***** DATA PROVIDED *****

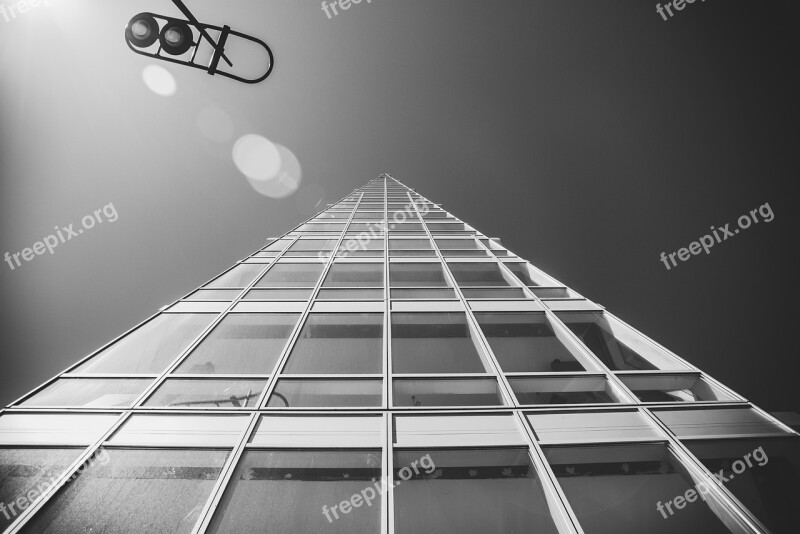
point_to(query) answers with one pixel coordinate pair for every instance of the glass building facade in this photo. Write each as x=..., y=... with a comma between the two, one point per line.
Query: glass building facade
x=386, y=368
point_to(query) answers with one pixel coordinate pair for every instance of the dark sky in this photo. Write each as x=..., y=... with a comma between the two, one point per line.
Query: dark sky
x=589, y=135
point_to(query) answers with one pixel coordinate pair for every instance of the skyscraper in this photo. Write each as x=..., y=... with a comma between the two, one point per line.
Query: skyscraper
x=387, y=368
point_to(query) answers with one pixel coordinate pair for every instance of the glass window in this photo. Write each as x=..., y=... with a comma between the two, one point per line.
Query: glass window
x=417, y=275
x=617, y=347
x=526, y=342
x=433, y=343
x=25, y=474
x=450, y=392
x=292, y=275
x=459, y=491
x=566, y=390
x=278, y=245
x=242, y=344
x=316, y=393
x=313, y=245
x=90, y=392
x=214, y=294
x=297, y=492
x=423, y=293
x=134, y=491
x=457, y=244
x=622, y=488
x=761, y=473
x=150, y=348
x=240, y=276
x=523, y=272
x=205, y=393
x=479, y=274
x=278, y=294
x=410, y=244
x=339, y=343
x=674, y=388
x=350, y=294
x=495, y=293
x=551, y=292
x=355, y=275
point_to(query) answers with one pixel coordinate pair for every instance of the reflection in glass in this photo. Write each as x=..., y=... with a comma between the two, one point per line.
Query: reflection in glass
x=617, y=488
x=433, y=343
x=339, y=343
x=469, y=491
x=90, y=392
x=26, y=470
x=240, y=276
x=298, y=492
x=321, y=393
x=205, y=393
x=150, y=348
x=241, y=344
x=761, y=473
x=526, y=342
x=459, y=392
x=134, y=491
x=292, y=275
x=567, y=390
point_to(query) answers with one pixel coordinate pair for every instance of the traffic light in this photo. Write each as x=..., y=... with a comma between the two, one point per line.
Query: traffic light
x=171, y=39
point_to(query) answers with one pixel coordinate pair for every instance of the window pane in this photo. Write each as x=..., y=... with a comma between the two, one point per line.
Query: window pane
x=617, y=488
x=339, y=343
x=214, y=294
x=350, y=294
x=203, y=393
x=90, y=392
x=762, y=474
x=571, y=390
x=278, y=294
x=410, y=244
x=469, y=491
x=25, y=474
x=457, y=244
x=241, y=344
x=423, y=293
x=606, y=342
x=478, y=274
x=298, y=492
x=292, y=275
x=240, y=276
x=150, y=348
x=134, y=491
x=417, y=275
x=355, y=275
x=294, y=393
x=522, y=272
x=433, y=343
x=674, y=388
x=526, y=342
x=466, y=392
x=495, y=293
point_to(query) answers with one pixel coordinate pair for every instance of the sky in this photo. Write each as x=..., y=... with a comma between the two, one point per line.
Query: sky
x=590, y=136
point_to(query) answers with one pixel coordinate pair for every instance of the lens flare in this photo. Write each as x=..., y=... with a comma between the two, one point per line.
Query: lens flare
x=159, y=80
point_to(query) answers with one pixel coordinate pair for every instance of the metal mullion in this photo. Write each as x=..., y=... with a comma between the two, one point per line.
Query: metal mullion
x=388, y=369
x=691, y=464
x=222, y=315
x=54, y=488
x=547, y=475
x=281, y=363
x=505, y=388
x=207, y=513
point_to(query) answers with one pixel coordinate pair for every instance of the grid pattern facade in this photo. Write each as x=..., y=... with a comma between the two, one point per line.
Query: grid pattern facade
x=387, y=344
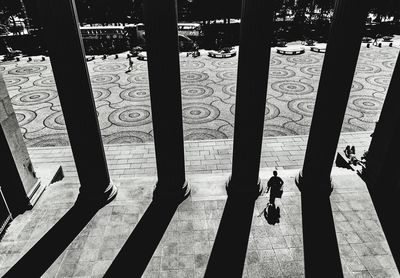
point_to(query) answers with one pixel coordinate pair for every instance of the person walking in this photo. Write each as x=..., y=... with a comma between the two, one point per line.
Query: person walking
x=275, y=184
x=130, y=64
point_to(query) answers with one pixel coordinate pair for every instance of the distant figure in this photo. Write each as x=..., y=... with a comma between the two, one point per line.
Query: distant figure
x=275, y=184
x=376, y=39
x=350, y=153
x=130, y=64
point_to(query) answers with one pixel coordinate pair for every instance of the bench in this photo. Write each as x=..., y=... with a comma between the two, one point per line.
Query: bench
x=290, y=50
x=318, y=48
x=222, y=54
x=343, y=162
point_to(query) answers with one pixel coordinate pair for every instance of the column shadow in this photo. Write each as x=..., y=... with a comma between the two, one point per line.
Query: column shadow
x=229, y=251
x=139, y=248
x=43, y=254
x=385, y=200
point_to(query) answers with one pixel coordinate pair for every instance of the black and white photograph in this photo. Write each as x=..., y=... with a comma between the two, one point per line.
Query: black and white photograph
x=199, y=138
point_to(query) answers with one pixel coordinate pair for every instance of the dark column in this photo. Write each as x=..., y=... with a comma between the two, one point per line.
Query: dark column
x=382, y=167
x=165, y=93
x=321, y=252
x=68, y=61
x=19, y=183
x=253, y=65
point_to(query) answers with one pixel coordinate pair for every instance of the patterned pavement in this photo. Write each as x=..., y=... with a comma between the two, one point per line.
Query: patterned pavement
x=208, y=96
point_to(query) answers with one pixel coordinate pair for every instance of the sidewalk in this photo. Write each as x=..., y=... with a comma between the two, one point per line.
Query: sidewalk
x=187, y=241
x=205, y=156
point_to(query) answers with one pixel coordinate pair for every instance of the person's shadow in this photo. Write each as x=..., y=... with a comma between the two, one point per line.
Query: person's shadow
x=272, y=214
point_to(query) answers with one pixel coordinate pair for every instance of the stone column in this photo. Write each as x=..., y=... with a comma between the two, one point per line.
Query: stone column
x=19, y=182
x=321, y=252
x=70, y=71
x=382, y=166
x=252, y=78
x=165, y=94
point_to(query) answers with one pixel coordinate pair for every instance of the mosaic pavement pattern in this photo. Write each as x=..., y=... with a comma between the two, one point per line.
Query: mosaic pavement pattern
x=208, y=96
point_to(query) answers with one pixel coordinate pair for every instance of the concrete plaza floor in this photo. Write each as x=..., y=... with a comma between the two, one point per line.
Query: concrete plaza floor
x=185, y=246
x=208, y=96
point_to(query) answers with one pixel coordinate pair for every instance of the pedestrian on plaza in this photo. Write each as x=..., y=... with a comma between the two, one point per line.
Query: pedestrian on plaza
x=130, y=64
x=275, y=183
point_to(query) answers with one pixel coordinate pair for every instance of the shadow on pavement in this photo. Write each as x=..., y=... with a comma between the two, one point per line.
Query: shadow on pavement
x=137, y=251
x=43, y=254
x=230, y=246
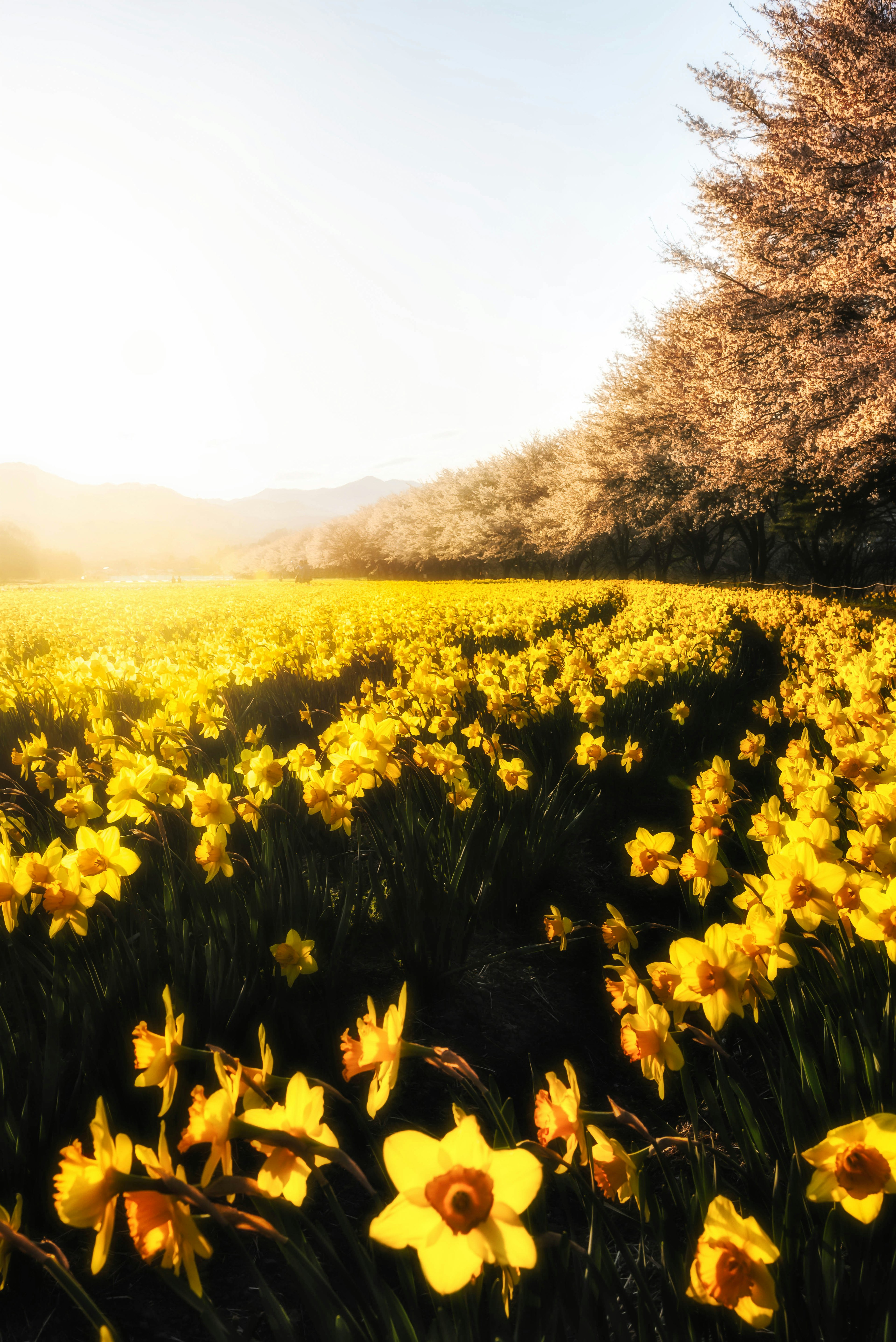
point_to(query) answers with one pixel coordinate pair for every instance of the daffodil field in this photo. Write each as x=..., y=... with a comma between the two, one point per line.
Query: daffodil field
x=430, y=961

*****

_DIRECTIONS_
Give the entries again without a single change, but with no pictures.

_TASK ANSWER_
point_to(query) answers with one pixel coordinate pair for every instance of the glass building facade in this photo. Write each as x=..., y=... with a comma between the two, one point per line.
Query: glass building facade
x=386, y=368
point_to(query) answers with one pixel coordinate pair for every instance of the dark sky in this photo. Write each as x=..., y=... with a comma between the two, one point per line.
Query: dark sky
x=589, y=135
point_to(query) answers with one pixel coordinate pair for every instance of the skyscraper in this photo. Write each as x=..., y=... with a comma between the two, one point per line.
Query: skyscraper
x=387, y=368
point_to(query) answers with one pixel coordinate pair for every instance of the glass window in this photo. Write each as x=..., y=... with a comma between the two, one point per line.
Query: glass window
x=417, y=275
x=617, y=347
x=526, y=342
x=433, y=343
x=25, y=474
x=450, y=392
x=292, y=275
x=459, y=491
x=566, y=390
x=278, y=245
x=242, y=344
x=316, y=393
x=313, y=245
x=90, y=392
x=214, y=294
x=297, y=492
x=423, y=293
x=134, y=491
x=457, y=244
x=622, y=488
x=761, y=473
x=150, y=348
x=240, y=276
x=523, y=272
x=205, y=393
x=479, y=274
x=278, y=294
x=410, y=244
x=339, y=343
x=674, y=388
x=350, y=294
x=495, y=293
x=551, y=292
x=355, y=275
point_to(query) answers with one pixel coordinate pair for every instance of the reflection in glass in this photo. Write each as x=..., y=... with a comma between the two, one point per line.
Query: reflection in glass
x=617, y=488
x=433, y=343
x=339, y=343
x=469, y=491
x=90, y=392
x=26, y=470
x=240, y=276
x=298, y=492
x=321, y=393
x=205, y=393
x=150, y=348
x=241, y=344
x=761, y=473
x=526, y=342
x=459, y=392
x=134, y=491
x=292, y=275
x=567, y=390
point_to(query) answers with one pixel coordinate pair for every instance of the traffic light in this photo. Write each as x=..., y=... with a comma between the two, one point per line.
Query: traffic light
x=171, y=39
point_to(query) answers with one pixel coordinate pair for every instance of the window pane in this photo. Write each as x=..., y=... with a comma between the two, one point per line.
Query: window pane
x=617, y=488
x=339, y=343
x=214, y=294
x=350, y=294
x=203, y=393
x=90, y=392
x=762, y=474
x=571, y=390
x=278, y=294
x=410, y=244
x=469, y=491
x=25, y=474
x=457, y=244
x=241, y=344
x=423, y=293
x=606, y=342
x=478, y=274
x=298, y=492
x=292, y=275
x=240, y=276
x=150, y=348
x=134, y=491
x=417, y=275
x=355, y=275
x=294, y=393
x=522, y=272
x=433, y=343
x=674, y=388
x=526, y=342
x=466, y=392
x=495, y=293
point_to(query) answers with one pixel coordinate pair for every instance of the sky in this photo. Write each as x=..., y=... with a comma between the two, one point per line.
Query: sky
x=590, y=136
point_to(query) answers with one pixel coordinate pair for every instance of the lens flare in this photo. Write each as x=..., y=... with a comma between the two, one point per line.
Query: lens flare
x=159, y=80
point_to(query) answers with one pixel coordinate pair for every instance of the metal mullion in this photo. Write each as x=..., y=... with a comma between the two, one point per line.
Query: metal mullion
x=388, y=369
x=691, y=464
x=222, y=315
x=54, y=488
x=547, y=475
x=281, y=363
x=505, y=388
x=207, y=513
point_to(query) answers with one pixel coordinate pair for every instance of the grid pattern facade in this photo. Write each as x=..., y=... with a comma between the two, one point per line.
Query: grid pattern facade
x=387, y=344
point_to(query) answers with one pixel coordinate pair for every instance of the person walking in this photo. Write each as x=..., y=... with a comma between the two, one point per line.
Query: person walking
x=275, y=184
x=130, y=64
point_to(query) answers with one pixel coordinate pair for every instance of the distant figure in this photo. Write each as x=..., y=... with a comma between the two, one point per line.
Query: distant figure
x=275, y=184
x=376, y=39
x=350, y=153
x=130, y=64
point_to(query) answers with one pixel coordinate pair for every instance of the bench in this photo. Write each as x=..., y=... with a comma between the two, one point per line.
Query: bench
x=290, y=50
x=318, y=48
x=222, y=54
x=343, y=162
point_to(query) answers with one pixel coordinate pair for every instance of the column shadow in this photo. Write each as x=..., y=... with a comma between the two, one point per line.
Query: column shadow
x=229, y=251
x=139, y=248
x=43, y=254
x=385, y=200
point_to(query) answers with one pixel coordinate pair for every instance of the black and white photograph in this photo. Write each as x=..., y=... with a comma between the two, one point per line.
Query: black and white photograph
x=199, y=138
point_to(query) answers with one pixel coordinate pair for every instance of the dark column in this photo. Write each as x=..., y=... with a comma between the two, one point per line.
Query: dark column
x=382, y=167
x=165, y=93
x=321, y=252
x=68, y=61
x=19, y=183
x=253, y=65
point_to(query) answers with one pixel coordinate pair for every instance of the patterned pavement in this photo. Write each as x=..., y=... with a comma between the two, one point per line.
Query: patterned pavement
x=208, y=96
point_to(query) answers with one pixel coordinate pair for every instance of the sidewalk in this photo. Write each as x=..., y=... with a comma between the two, one point per line.
Query: sidewalk
x=187, y=241
x=205, y=156
point_to(query) answers with one pixel coordinate pair for every instance of the person's shadow in this photo. Write each as x=..., y=... with a comma between the two, one point per line.
Query: person's shadow
x=272, y=214
point_to(query) answers with one pixel coordinate pair for every instance of the stone column in this photo. Write each as x=..., y=... with a comma between the two, one point per line.
Query: stone column
x=19, y=182
x=321, y=252
x=70, y=71
x=382, y=166
x=252, y=78
x=165, y=94
point_to(query) answers with one pixel coordinate pair for every instance of the mosaic pavement pattern in this photo. Write each as x=..., y=... with a comma between the two, one point per line.
Query: mosaic pavement pattern
x=208, y=96
point_to(query) answers with one pixel coordinate pair for every instance of the concrete plaza floor in this photo. Write each as x=..., y=... with a comma between the two, one point per line.
Query: concrete plaza floor
x=185, y=246
x=208, y=96
point_to(query) answers with one pixel coordinate pair for every instance of the pedestrian on plaza in this photo. Write each as x=..., y=... with a comma between the two, one point per line.
Query: pedestrian on plaza
x=130, y=64
x=275, y=183
point_to(query) answers with one pixel coordinate pair for every instance of the shadow on pavement in this photo. Write each as x=..., y=... with a comma between the two, one point per line.
Query: shadow on pavement
x=137, y=251
x=43, y=254
x=230, y=246
point_to(query) answers with one pixel coordinate pair for every instance of the daffodil field in this photo. Write each as x=..., y=... with a comma between the two, one point per line.
Query: daffodil field
x=430, y=961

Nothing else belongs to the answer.